## Fragmento para leer
----

Sin embargo, al poco he caído del guindo al leer en este periódico que una tercera parte de los estudiantes de Bachillerato han terminado sus estudios con notas superiores a 9, lo que antes llamábamos sobresaliente. O se trata de una acumulación de talento extraordinaria en esta generación o la manga ancha ha sido tan grande que han cabido en el sobresaliente hasta los aprobados pelados. Quizás esto les parezca un asunto menor y meramente anecdótico, sobre todo en un contexto de precios desquiciados, calores abrasadores y guerras medievales. Puede que tengan razón, pero para mí ha sido una de las peores noticias que he leído en los últimos tiempos. Y no por ser algo inesperado, dada la deriva que padece la educación en todos los niveles, sino por lo que representa de retroceso para las aspiraciones de los estudiantes más brillantes de las familias con menos recursos, los que antes eran los pobres.

----

(Registros guardados)

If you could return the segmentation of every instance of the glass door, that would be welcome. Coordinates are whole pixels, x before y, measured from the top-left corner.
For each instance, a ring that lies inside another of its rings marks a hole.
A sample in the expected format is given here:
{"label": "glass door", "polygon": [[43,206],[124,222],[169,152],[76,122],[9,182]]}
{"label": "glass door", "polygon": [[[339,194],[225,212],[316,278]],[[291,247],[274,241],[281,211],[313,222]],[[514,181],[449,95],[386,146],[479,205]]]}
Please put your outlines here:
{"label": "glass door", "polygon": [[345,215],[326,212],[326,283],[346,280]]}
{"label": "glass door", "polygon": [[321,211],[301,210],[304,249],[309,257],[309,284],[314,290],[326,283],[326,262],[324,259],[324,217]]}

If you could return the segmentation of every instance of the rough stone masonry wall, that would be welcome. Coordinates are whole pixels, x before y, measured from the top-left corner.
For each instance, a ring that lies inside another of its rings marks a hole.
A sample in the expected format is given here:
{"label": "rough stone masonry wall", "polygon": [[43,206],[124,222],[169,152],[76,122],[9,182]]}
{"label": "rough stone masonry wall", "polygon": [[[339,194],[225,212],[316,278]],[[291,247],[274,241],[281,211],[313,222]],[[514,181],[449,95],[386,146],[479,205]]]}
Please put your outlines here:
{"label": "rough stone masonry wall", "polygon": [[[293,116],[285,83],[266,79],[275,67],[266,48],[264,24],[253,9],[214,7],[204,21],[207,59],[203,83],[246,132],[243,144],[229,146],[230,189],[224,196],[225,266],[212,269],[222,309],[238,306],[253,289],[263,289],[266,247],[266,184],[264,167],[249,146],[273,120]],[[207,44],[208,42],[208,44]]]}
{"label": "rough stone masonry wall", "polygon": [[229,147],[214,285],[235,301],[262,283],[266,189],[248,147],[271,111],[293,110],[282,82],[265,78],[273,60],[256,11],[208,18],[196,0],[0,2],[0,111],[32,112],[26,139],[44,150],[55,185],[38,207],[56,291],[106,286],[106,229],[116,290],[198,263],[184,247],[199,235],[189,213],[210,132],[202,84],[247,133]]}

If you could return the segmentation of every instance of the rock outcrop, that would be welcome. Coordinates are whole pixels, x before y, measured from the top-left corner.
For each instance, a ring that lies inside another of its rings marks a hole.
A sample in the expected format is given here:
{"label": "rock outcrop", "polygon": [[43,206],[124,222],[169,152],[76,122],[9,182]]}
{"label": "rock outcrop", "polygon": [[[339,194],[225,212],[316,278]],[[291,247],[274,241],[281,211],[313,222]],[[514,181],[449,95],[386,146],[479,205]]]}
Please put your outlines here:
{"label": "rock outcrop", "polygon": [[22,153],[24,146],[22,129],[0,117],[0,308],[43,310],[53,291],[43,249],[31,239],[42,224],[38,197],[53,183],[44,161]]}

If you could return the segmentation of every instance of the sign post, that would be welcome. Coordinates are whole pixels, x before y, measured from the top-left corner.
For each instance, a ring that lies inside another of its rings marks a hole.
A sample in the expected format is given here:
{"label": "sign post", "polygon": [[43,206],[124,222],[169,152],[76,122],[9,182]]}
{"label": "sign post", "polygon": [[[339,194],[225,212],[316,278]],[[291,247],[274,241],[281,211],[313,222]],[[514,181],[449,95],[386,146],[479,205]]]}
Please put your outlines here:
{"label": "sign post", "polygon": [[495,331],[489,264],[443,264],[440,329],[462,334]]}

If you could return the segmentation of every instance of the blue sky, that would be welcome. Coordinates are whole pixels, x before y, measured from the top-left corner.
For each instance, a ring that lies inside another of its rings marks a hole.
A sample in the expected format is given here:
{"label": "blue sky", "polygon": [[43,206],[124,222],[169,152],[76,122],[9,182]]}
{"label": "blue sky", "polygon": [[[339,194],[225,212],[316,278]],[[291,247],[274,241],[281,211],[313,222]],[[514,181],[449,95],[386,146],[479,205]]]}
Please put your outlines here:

----

## Tus tareas
1 - Indica si cada afirmación concuerda con el fragmento sobre las notas de Bachillerato y justifica tu respuesta con las palabras exactas del texto: (a) Un tercio de los estudiantes de Bachillerato acabó con notas superiores a 9. (b) Quien escribe considera la noticia un asunto menor. (c) Quien escribe no esperaba esta noticia.
2 - Continúa, por favor, el fragmento sobre las notas de Bachillerato a partir de su última oración, con el mismo tono.
Los registros no guardan relación con el fragmento.

## Resultados esperados
1 -
(a) Sí: «una tercera parte de los estudiantes de Bachillerato han terminado sus estudios con notas superiores a 9».
(b) No: «para mí ha sido una de las peores noticias que he leído en los últimos tiempos».
(c) No: «Y no por ser algo inesperado».

2 -
La educación universal como herramienta básica de promoción social y de igualdad de oportunidades es algo relativamente reciente en la historia. Desde sus orígenes, hace poco más de siglo y medio, ha servido, como nada anteriormente, para reducir las desigualdades y mejorar el nivel de vida. Los Estados comenzaron a encargarse de escolarizar de manera obligatoria y gratuita. De esta manera se produjeron nuevas generaciones de personas mejor formadas para acceder a un mercado laboral incipiente propulsado por la revolución industrial. El interés inicial era, por supuesto, servir a los industriales y mejorar las competitividades nacionales, pero el efecto colateral beneficioso fue que se desarrolló un método de selección y promoción de los jóvenes que demostraban mayores capacidades. Por vez primera, había un mecanismo, una especie de escalera, que permitía a una parte sobresalir por su talento y sus méritos para mejorar. Aquellos que destacaban con brillantes resultados en la escuela tenían en algunas ocasiones, por supuesto no siempre, la oportunidad de mejorar la situación de sus padres. El método ha funcionado, ha servido para fomentar la competencia y generar ilusiones en millones de personas. Se puede argumentar que estos mecanismos de tipo meritocrático no son perfectos, que dejan a gentes por el camino y producen injusticias. Pero la alternativa es más incierta si supone el fin del ascensor social. Por razones que merecerían otro artículo, en las últimas décadas se han producido ataques constantes a este sistema. Van desde abundantes opiniones en contra, a menudo curiosamente provenientes de insignes hijos de papá, que nunca han necesitado hacer méritos, hasta la paulatina degradación de la escuela pública.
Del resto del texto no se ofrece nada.